== Excerpt provided ==
-- Begin --
Having worked in the industry as long as I have, the tough criticism is always really hard, its maybe a little harder when its personal, but I wouldn’t say for me it’s hugely so. You built up defence mechanisms, almost shutting yourself off if you know that something is going to be bad. You generally get a sense of whether it’s going to be well received before it comes out, and then it’s just a case of self-preservation. As a writer you still have to get up and write the next day, and if you’re worrying too much about a bad review then it’s going to paralyse you.


Who has been your favourite author to adapt?

Out of all the adaptations I’ve done, I think the two I’m proudest of are Wings of the Dove and Drive, partly because both books didn’t end up being much like the final scripts. Henry James doesn’t really write scenes – it’s more interior reflections of past events, so I had to invent a lot of scenes. But the characters he had drawn in Wings of the Dove were so extraordinary that it felt so easy to invent the scenes around them. He’d given such detailed psychology of all the characters. Similarly, Drive didn’t really have a plot, so I made that up. That central character I understood because of how James Sallis had described him in such a short novella, but in such great psychological detail that it almost became a road map that allowed me to invent a scene or other characters but still be informed by the brilliance of what was originally written. It’s that mix of the adaptation and the personal, and it’s where the two connect that I find the most interesting. Both of those were almost half-original and half-adapation, as opposed to Jude, which was harder. Thomas Hardy had written scenes very clearly, so it then became a process of filleting what was there, and that’s never as satisfying. That again should’ve probably been done as a mini-series.


Allison Elliott and Helena Bonham Carter in The Wings of the Dove (1997). © The Library of America

We’d love you to share your top five books for our bookshelf.


Tender Is the Night – F. Scott Fitzgerald (1934)
-- End --
== Provided data ==
-- Begin --
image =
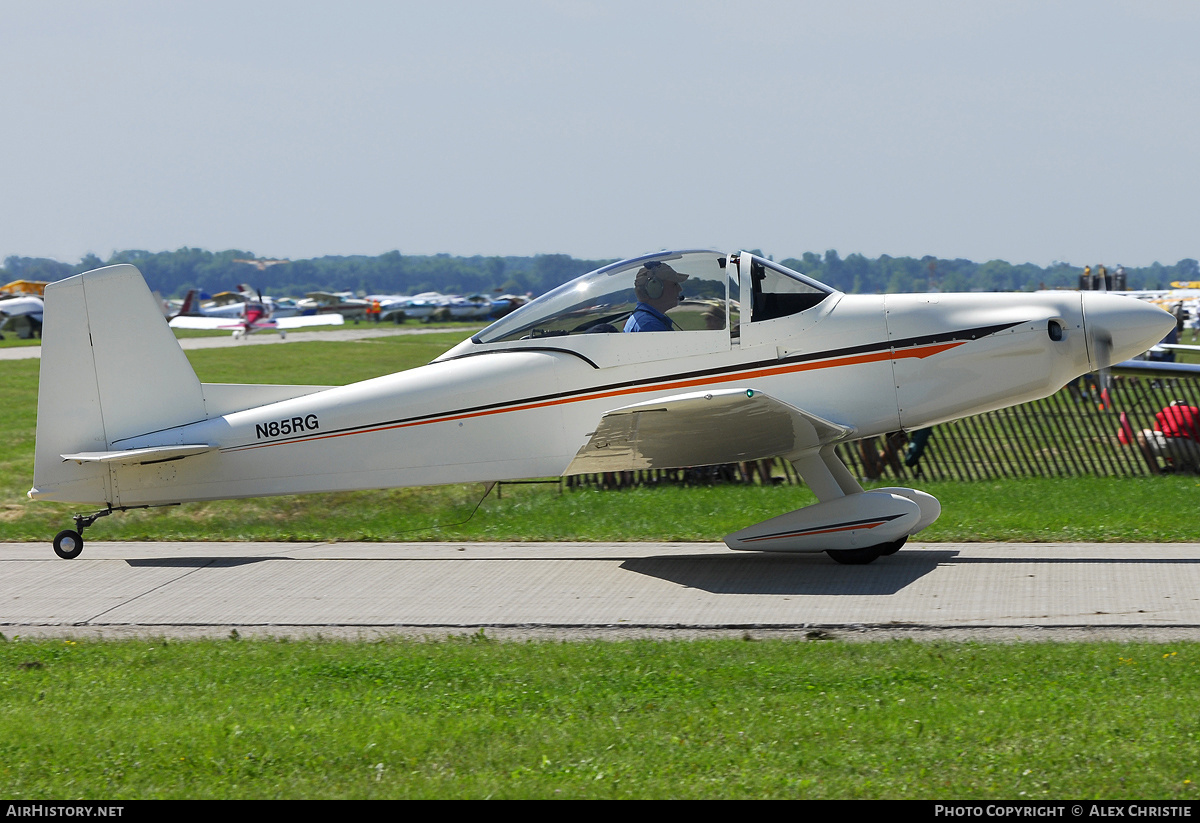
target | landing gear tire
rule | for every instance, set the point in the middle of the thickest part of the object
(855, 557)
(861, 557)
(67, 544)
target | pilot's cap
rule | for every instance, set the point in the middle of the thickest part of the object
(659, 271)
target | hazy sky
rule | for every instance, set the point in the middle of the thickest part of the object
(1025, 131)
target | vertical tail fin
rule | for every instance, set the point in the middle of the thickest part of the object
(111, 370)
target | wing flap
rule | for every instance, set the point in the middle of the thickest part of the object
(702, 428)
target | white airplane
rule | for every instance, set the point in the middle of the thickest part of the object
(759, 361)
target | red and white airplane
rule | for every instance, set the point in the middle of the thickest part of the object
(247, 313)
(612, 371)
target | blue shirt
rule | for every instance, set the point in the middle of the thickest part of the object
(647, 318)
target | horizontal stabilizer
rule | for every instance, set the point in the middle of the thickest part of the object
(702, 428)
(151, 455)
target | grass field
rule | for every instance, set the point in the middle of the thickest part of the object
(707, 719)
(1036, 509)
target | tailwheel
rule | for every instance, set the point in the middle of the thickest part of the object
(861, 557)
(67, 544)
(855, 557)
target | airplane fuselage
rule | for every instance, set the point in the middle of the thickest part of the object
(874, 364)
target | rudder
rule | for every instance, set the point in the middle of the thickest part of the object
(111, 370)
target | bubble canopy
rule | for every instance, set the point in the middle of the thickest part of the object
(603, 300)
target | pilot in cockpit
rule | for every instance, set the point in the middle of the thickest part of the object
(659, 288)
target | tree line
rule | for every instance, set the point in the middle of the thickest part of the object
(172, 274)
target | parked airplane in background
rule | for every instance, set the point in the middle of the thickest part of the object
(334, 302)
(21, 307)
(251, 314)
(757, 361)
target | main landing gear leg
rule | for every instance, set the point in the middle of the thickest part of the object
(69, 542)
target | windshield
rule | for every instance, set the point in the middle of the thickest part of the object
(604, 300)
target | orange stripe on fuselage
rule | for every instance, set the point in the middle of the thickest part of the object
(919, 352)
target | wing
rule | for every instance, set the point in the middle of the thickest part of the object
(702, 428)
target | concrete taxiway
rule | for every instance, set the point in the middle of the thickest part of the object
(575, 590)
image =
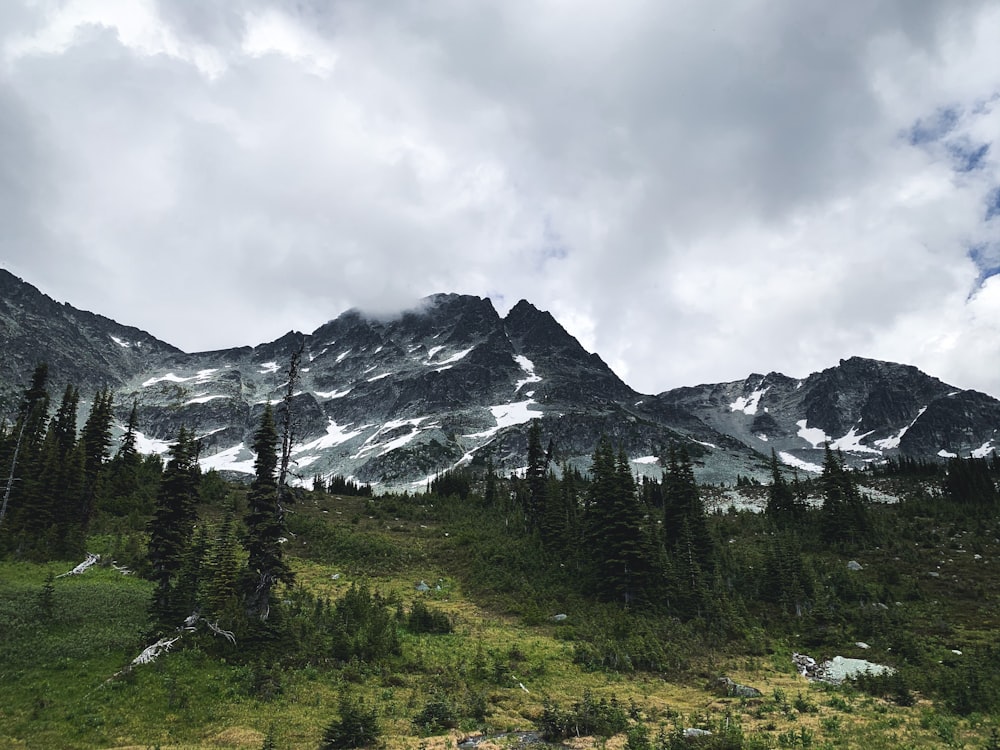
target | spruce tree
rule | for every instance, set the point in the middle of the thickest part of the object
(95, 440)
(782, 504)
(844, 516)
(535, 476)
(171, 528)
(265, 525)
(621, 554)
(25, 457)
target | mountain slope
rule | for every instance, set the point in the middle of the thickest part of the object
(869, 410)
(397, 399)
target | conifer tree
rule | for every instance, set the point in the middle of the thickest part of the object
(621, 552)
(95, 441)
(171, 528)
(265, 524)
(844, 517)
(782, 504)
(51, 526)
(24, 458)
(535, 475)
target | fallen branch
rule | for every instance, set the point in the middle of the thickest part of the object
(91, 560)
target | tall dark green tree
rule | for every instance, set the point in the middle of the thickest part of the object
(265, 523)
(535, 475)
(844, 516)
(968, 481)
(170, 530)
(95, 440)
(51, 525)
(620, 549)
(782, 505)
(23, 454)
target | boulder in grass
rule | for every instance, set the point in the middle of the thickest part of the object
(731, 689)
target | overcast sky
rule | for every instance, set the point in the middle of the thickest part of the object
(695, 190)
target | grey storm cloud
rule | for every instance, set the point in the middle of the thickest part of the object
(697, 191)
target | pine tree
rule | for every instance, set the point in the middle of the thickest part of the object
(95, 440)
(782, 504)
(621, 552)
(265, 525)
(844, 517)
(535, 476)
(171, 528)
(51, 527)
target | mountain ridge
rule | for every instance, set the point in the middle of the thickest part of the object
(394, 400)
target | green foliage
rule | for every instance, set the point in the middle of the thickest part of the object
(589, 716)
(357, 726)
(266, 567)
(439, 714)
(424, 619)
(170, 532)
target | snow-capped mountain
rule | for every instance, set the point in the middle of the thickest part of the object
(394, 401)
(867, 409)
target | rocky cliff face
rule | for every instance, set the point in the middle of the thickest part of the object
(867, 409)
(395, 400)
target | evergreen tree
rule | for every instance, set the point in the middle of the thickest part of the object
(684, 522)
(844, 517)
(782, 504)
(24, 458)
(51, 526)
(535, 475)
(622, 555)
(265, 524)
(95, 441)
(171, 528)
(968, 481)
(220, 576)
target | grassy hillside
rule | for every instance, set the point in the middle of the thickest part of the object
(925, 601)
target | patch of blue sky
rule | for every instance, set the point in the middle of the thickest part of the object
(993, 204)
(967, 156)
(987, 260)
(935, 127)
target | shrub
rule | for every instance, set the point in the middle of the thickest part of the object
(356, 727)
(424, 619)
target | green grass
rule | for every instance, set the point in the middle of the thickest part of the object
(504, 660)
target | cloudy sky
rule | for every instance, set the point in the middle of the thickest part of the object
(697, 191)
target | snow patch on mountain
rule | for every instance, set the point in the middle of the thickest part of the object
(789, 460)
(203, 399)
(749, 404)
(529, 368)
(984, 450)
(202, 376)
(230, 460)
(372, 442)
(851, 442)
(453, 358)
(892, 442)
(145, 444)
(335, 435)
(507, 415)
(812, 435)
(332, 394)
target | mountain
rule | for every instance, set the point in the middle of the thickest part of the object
-- End --
== What to produce ==
Does each statement below agree with the interview excerpt on adapting novels? Answer yes or no for each, quoting the words from the excerpt that settle it. (a) Henry James tends to write interior reflections rather than scenes. (b) Adapting Jude was easier than adapting Drive. (c) Drive came with a strong plot that the script followed. The records have nothing to do with this work.

== Exercise result ==
(a) Yes: "Henry James doesn’t really write scenes – it’s more interior reflections of past events"
(b) No: "as opposed to Jude, which was harder"
(c) No: "Drive didn’t really have a plot, so I made that up"